## Te lezen tekst
Daarnaast komt het LBB tot de conclusie dat de gebleken feiten en omstandigheden het vermoeden rechtvaardigen dat valsheid in geschrifte is gepleegd, omdat [naam 2] het bibob-vragenformulier niet naar waarheid heeft ingevuld. Zo heeft hij aangegeven niet betrokken te zijn (geweest) bij andere ondernemingen, terwijl dit wel het geval was. Daarnaast heeft hij niet aangegeven dat hij een uitkering van de Sociale Dienst heeft ontvangen, terwijl dit wel het geval was. En [naam 2] heeft niet aangegeven dat zijn onderneming (ook) met vreemd vermogen is gefinancierd, terwijl dit wel het geval was. Tenslotte heeft [naam 2] onvoldoende verklaard over openstaande schulden. Er is daarom sprake van een vermoeden dat een strafbaar feit is gepleegd ter verkrijging van de vergunning, als bedoeld in artikel 3, zesde lid, van Wet bibob.

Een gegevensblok
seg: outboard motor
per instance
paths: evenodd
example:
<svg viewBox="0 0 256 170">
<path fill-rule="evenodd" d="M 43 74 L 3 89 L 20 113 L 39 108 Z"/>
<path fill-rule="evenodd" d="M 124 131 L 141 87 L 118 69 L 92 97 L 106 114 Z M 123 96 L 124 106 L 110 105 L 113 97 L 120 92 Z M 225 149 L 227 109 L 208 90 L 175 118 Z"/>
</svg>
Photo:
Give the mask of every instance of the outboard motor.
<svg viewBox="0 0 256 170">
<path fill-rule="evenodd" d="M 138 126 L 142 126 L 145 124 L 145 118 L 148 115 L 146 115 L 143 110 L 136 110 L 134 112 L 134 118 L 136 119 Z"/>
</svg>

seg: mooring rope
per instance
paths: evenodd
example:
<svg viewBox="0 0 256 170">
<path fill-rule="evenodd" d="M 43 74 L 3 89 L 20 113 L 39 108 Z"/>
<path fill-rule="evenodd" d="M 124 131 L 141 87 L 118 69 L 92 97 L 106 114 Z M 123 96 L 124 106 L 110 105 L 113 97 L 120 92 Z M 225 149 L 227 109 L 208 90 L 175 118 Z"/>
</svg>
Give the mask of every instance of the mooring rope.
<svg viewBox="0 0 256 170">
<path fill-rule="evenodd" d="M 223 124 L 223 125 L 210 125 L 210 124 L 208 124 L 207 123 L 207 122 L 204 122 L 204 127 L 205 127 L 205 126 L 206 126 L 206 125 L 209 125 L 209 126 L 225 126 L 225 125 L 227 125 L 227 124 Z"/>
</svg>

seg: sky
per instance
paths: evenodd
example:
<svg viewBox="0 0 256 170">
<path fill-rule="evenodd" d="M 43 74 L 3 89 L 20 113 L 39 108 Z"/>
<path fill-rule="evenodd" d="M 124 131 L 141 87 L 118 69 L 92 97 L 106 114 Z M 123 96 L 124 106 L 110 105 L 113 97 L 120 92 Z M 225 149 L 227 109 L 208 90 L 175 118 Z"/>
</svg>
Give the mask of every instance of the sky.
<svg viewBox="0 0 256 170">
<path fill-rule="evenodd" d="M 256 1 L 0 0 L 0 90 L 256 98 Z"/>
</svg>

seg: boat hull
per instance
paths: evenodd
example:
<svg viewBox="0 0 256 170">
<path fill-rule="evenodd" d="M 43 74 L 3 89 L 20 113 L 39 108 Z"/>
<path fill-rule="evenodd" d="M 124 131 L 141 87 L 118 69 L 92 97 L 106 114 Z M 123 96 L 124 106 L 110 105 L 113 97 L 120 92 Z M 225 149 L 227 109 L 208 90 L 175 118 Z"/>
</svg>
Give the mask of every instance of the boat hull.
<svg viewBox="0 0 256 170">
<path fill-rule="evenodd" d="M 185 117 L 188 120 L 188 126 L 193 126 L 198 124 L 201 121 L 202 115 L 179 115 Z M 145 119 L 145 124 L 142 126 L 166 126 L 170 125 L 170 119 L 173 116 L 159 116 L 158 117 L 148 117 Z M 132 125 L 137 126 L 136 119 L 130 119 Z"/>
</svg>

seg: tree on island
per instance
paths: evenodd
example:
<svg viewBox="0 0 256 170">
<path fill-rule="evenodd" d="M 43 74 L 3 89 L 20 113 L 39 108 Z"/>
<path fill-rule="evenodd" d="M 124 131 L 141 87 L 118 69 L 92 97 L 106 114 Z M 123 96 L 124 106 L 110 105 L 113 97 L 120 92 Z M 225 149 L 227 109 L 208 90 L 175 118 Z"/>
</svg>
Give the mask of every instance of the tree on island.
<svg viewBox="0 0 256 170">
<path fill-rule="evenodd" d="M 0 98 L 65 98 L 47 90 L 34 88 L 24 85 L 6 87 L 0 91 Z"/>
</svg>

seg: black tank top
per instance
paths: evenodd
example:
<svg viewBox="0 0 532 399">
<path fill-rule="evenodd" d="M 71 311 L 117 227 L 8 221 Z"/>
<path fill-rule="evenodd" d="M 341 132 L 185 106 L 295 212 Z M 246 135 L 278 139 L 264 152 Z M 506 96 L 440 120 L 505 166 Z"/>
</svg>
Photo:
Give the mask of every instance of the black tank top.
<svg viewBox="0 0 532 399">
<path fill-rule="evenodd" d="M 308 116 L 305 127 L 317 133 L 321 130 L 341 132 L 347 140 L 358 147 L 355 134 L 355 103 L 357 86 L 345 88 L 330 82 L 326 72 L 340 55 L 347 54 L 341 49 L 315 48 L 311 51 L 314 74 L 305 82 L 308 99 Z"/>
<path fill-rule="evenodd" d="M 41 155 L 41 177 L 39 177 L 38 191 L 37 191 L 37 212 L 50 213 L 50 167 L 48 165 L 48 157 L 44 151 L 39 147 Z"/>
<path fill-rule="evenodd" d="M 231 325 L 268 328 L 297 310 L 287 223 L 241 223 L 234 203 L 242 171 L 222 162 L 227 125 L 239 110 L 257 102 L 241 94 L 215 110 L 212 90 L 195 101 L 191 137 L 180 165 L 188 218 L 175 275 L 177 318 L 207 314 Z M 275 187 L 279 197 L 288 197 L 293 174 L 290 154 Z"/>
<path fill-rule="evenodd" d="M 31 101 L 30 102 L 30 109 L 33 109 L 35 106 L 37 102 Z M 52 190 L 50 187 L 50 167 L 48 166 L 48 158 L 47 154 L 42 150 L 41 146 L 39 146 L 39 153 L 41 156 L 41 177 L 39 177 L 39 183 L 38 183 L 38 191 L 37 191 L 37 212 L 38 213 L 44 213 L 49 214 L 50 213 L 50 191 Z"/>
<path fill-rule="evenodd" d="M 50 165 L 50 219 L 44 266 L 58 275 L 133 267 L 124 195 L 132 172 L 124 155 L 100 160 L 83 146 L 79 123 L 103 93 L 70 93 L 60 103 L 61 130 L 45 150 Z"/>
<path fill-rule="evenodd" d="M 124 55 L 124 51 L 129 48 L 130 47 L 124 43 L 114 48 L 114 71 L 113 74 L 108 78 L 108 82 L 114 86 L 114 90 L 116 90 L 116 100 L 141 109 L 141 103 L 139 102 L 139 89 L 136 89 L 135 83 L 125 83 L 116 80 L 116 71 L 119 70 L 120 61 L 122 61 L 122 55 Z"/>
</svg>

## Vereiste werkzaamheden
1: Noem elke regel uit de vermeldingen waarin de tekenreeks "mask" voorkomt, en neem die regels woordelijk over.
2: Schrijf het vervolg van de tekst over het onjuist ingevulde bibob-vragenformulier, aansluitend op de laatste zin.

## Antwoorden per opdracht
1:
Give the mask of every instance of the outboard motor.
Give the mask of every instance of the mooring rope.
Give the mask of every instance of the sky.
Give the mask of every instance of the boat hull.
Give the mask of every instance of the tree on island.
Give the mask of every instance of the black tank top.

2:
Primaire besluit 2

7.1

In het besluit van 26 november 2020 heeft verweerder besloten het besluit van 10 september 2020 te herroepen en de exploitatievergunning onder vermelding van een aanvullende motivering opnieuw te weigeren. Verweerder heeft aan het primaire besluit 2 ten grondslag gelegd dat de aangevraagde vergunning is geweigerd, omdat er een ernstig gevaar bestaat dat de gevraagde vergunning mede zal worden gebruikt om uit strafbare feiten verkregen of te verkrijgen op geld waardeerbare voordelen te benutten als bedoeld in artikel 3, eerste lid, aanhef en onder a, van de Wet bibob en omdat is gebleken van feiten en omstandigheden die redelijkerwijs doen vermoeden dat ter verkrijging van de vergunning een strafbaar feit is gepleegd zoals bedoeld in artikel 3, zesde lid, van de Wet bibob.

7.2

Daarnaast heeft verweerder aan de weigering aanvullend ten grondslag gelegd het bepaalde in artikel 2.28 van de Algemene Plaatselijke Verordening [vestigingsplaats] 2019 (APV), omdat eiseres niet voldoet aan de eis dat een aanvrager van een exploitatievergunning niet in enig opzicht van slechts levensgedrag mag zijn.

Verweerder heeft de vergunning ook geweigerd in het belang van de openbare orde en veiligheid en de bescherming van het milieu als bedoeld in artikel 1:8, eerste lid, aanhef en onder a, b en d van de APV.

Aanvullend advies LBB

8.1

Op advies van de commissie bezwaarschriften heeft verweerder om een aanvullend bibob-advies gevraagd.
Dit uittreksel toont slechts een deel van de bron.